▶ Stated problem 1
Answer these from the article about Jack Benny at home:
(a) What weekly pay did Benny and his troupe reportedly draw at the Roxy Theatre?
(b) How many years have Benny and Mary Livingstone been married?
(c) Where do they stay while in New York?
▶ Stated problem 2
Decide whether each statement agrees with the article about Jack Benny at home, and quote the words from it that settle each one:
(a) The Benny household includes a swimming pool.
(b) The couple call each other "Babe" more often than "Doll."
(c) Jack will often receive guests while wearing a bathrobe and slippers.
▶ Stated problem 3
Carry on the article about Jack Benny and Mary Livingstone from its last sentence.

▶ Text
[Start]

Backstage at the Roxy Theatre, where Jack and his comic troupe recently drew laughs for a reported $10,000 per week, he was explaining while puffing his long cigar:
“Mary and I live quietly in our Beverly Hills house. No big noisy parties, no night clubs. A pleasant evening at home for us is a game of gin rummy with a few very close friends. And then early to bed.
“Food? Oh, we go for good, plain food like chops or hamburgers. I'm not hard to please. My tastes are very simple.”
The chops and hamburgers, though, are prepared by their expert cook. Other appurtenances of the simple Benny household include maid, butler, governess and swimming pool. While in New York they occupy a Sherry Netherlands tower suite.
Jack Benny, discarding his cigar and lighting a fresh one, then turned to his wife and fellow radio performer, Mary Livingstone. Blandly, he delivered this line to her:
“Isn't that so, Doll?”
“Why, of course, Doll,” she answered. In the couple's 20 years of marriage, they've been calling each other “Doll,” occasionally lapsing into “Babe.” Then “Doll” (Mary) turned to the reporter:
“We lead very ordinary lives, really. Our favorite game is golf, shoots in the 80s.”
In Beverly Hills, she added, Jack likes to hang around the house in bathrobe and slippers, and will often receive guests while he's dressed that way. They have a movie projector, and when their close friends — the Robert Taylors, the Gary Coopers or Burns and Allen drop over, a quiet evening of home movies is had by all. Sometimes they'll go to the fights or a night baseball game, or read.
“Oh,” she said, stepping forward and giving him a hug, “he's the easiest person in the world to get along with. We have our arguments, of course, as all married couples do, but I always start them.”
Here the visitor sailed in quickly. “Like what?” he asked.
“Well, for instance, I like to motor across country while Mary prefers riding the trains,” Jack said. “Little things like that. Here, have a cigar.”

[End]

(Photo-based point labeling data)
[Start]

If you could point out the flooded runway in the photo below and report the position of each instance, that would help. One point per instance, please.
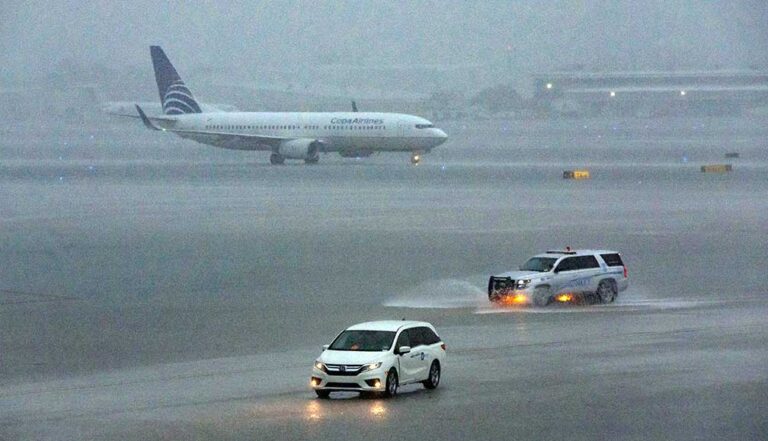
(152, 288)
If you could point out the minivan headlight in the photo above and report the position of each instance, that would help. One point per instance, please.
(371, 366)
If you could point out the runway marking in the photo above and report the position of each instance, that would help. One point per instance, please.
(31, 297)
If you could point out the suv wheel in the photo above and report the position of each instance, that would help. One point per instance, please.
(541, 296)
(606, 291)
(392, 384)
(434, 376)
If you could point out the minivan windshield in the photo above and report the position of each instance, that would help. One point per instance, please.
(359, 340)
(539, 264)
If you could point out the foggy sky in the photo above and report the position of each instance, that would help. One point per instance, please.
(527, 36)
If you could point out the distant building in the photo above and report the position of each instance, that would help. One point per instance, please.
(650, 93)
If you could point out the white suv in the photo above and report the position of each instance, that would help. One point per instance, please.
(379, 357)
(569, 276)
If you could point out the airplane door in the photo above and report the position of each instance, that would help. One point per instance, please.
(402, 126)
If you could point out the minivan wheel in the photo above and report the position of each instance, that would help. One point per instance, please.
(606, 291)
(434, 376)
(392, 384)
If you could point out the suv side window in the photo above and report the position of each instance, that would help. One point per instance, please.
(403, 339)
(567, 264)
(612, 259)
(430, 337)
(585, 262)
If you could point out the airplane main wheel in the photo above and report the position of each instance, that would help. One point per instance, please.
(277, 159)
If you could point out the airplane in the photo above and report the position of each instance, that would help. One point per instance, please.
(287, 135)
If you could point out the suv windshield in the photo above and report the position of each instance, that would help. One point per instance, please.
(540, 264)
(372, 341)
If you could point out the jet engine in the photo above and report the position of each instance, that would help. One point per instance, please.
(302, 148)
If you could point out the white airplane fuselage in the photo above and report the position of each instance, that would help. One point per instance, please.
(338, 131)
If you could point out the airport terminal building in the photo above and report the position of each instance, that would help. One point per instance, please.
(651, 93)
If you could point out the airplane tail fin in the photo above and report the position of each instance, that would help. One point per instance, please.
(175, 96)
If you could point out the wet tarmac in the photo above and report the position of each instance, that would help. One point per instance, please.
(154, 288)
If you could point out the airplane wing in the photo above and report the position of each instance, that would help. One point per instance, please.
(234, 141)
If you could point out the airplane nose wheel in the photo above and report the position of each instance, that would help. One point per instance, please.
(277, 159)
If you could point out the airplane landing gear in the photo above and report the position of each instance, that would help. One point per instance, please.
(277, 159)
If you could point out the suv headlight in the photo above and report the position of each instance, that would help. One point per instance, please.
(370, 367)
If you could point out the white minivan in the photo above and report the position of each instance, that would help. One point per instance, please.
(379, 357)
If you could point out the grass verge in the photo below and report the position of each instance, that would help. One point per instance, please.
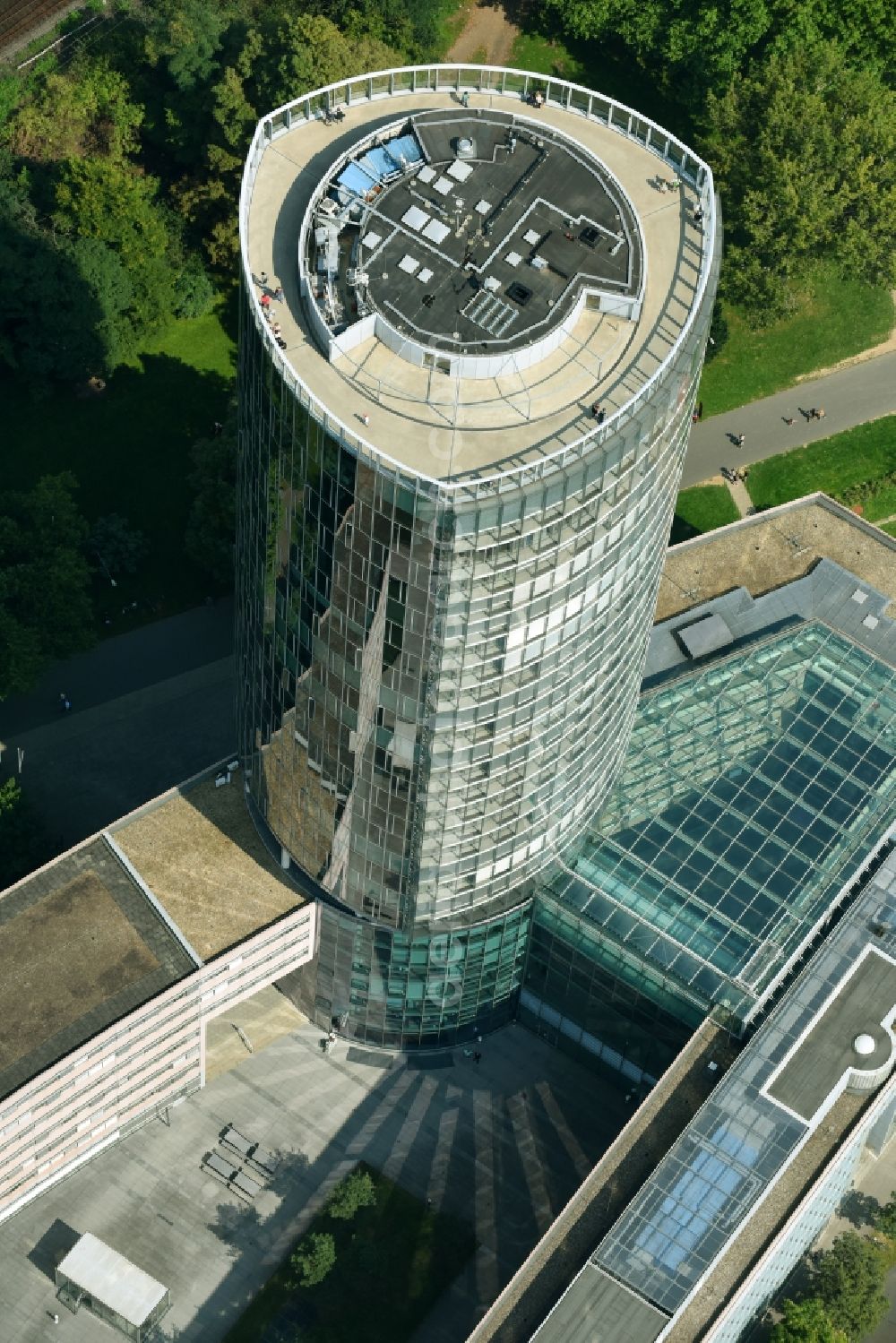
(702, 509)
(833, 465)
(839, 319)
(392, 1262)
(129, 450)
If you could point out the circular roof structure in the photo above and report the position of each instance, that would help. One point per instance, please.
(469, 233)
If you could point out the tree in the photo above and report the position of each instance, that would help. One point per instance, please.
(805, 156)
(806, 1321)
(116, 544)
(45, 581)
(351, 1194)
(82, 113)
(185, 35)
(23, 839)
(212, 519)
(314, 1259)
(304, 51)
(884, 1218)
(117, 204)
(848, 1280)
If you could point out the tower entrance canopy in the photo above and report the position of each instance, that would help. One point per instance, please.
(468, 244)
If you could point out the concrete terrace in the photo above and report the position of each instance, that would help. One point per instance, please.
(469, 426)
(501, 1144)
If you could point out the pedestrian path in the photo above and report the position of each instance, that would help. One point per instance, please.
(501, 1146)
(849, 396)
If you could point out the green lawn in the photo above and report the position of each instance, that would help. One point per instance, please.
(831, 465)
(129, 450)
(392, 1262)
(840, 319)
(702, 509)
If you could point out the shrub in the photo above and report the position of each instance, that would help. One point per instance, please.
(314, 1259)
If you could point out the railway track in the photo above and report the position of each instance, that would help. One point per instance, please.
(19, 19)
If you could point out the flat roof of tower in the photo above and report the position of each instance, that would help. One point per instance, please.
(438, 423)
(473, 234)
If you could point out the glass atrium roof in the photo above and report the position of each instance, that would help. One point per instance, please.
(753, 790)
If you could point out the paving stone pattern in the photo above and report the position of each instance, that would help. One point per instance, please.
(503, 1143)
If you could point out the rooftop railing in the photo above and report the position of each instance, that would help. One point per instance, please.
(514, 85)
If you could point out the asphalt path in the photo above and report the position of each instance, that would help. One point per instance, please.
(148, 710)
(849, 396)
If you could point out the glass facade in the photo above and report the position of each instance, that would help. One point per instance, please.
(440, 676)
(418, 989)
(584, 993)
(742, 1141)
(751, 793)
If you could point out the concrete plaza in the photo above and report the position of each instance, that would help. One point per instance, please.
(503, 1143)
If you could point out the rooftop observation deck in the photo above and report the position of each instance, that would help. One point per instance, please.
(432, 418)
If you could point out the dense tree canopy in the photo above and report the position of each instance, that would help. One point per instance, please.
(805, 156)
(806, 1321)
(848, 1281)
(24, 844)
(45, 603)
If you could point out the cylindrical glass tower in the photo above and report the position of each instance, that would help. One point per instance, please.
(461, 436)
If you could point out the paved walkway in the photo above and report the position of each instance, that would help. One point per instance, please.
(849, 396)
(503, 1144)
(150, 710)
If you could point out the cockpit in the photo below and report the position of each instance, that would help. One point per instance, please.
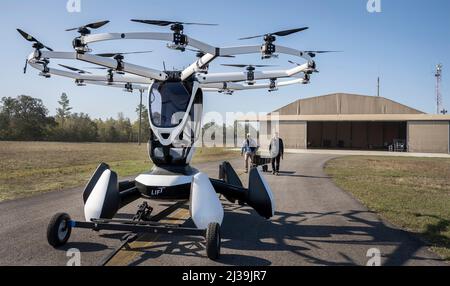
(175, 110)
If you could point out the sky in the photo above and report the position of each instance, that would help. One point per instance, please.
(402, 44)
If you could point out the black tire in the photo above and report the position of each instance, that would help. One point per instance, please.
(213, 241)
(59, 230)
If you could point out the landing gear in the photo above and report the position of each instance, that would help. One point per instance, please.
(59, 230)
(213, 241)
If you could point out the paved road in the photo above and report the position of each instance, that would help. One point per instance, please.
(316, 224)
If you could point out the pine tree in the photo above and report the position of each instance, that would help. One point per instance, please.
(64, 111)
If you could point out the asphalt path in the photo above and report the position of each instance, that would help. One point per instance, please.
(316, 223)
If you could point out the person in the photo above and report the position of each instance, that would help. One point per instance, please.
(276, 149)
(249, 148)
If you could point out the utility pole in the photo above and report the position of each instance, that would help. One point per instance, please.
(140, 117)
(438, 76)
(378, 87)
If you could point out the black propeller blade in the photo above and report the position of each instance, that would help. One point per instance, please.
(279, 33)
(244, 66)
(163, 23)
(75, 69)
(110, 55)
(297, 64)
(90, 26)
(110, 70)
(201, 53)
(32, 39)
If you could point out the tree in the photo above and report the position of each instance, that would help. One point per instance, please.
(24, 118)
(145, 128)
(64, 111)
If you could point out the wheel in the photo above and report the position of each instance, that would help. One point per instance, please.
(213, 241)
(59, 230)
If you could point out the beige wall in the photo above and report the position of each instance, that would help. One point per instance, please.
(293, 134)
(341, 103)
(428, 137)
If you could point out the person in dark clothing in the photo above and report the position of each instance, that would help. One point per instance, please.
(276, 149)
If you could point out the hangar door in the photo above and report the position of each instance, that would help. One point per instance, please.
(355, 135)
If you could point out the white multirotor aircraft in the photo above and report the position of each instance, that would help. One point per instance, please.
(175, 111)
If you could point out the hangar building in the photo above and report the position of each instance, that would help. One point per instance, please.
(357, 122)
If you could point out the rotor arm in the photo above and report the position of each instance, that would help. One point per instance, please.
(144, 75)
(95, 38)
(118, 85)
(127, 67)
(197, 66)
(99, 78)
(238, 86)
(242, 76)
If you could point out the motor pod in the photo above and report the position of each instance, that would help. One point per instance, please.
(260, 196)
(228, 174)
(101, 195)
(205, 205)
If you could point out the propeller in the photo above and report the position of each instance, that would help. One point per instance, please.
(110, 70)
(84, 30)
(279, 33)
(163, 23)
(294, 63)
(38, 45)
(111, 55)
(249, 66)
(80, 71)
(201, 53)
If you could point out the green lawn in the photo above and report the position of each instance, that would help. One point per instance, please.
(412, 193)
(28, 168)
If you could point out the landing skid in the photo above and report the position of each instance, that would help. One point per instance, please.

[End]

▶ Exercise response 1
(a) $10,000 per week.
(b) 20 years.
(c) A Sherry Netherlands tower suite.

▶ Exercise response 2
(a) Yes: "Other appurtenances of the simple Benny household include maid, butler, governess and swimming pool."
(b) No: "they've been calling each other “Doll,” occasionally lapsing into “Babe.”"
(c) Yes: "Jack likes to hang around the house in bathrobe and slippers, and will often receive guests while he's dressed that way."

▶ Exercise response 3
Benny doesn't smoke much. Actually, he takes three or four puffs at a good cigar, chews it a while, then throws it away. Lately he has taken to sucking at a tobacco-less pipe so that he might cut down on his cigar-reflex habit. Both cigars and pipe seemed to be personality adjuncts or props, like the fiddle he used in his early vaudeville days.
That is not to say that Benny didn't have the equipment of a good musician. He freely admitted he had studied the violin for nine years, and that he once wanted above all else to become a famous concert violinist. But the ready world of comedy drew him away from that goal.
At 53, Benny, who has been batting out radio comedy since 1932 (following a guest appearance on columnist Ed Sullivan's program), is still plugging realistically along, hammering away to stay on top. With his four gagmen, he has to hit the ball every week, hewing out humor for the millions, and it's very hard work, he said, without going into the mechanical details of it all.
“What I said about leading a simple life wasn't kidding,” he confided, dropping his bland manner. “At home I don't try to be funny. I am a great audience, strictly a listener at home, and when we have guests who say or do funny things, I'm glad to laugh with them, not try to top them.”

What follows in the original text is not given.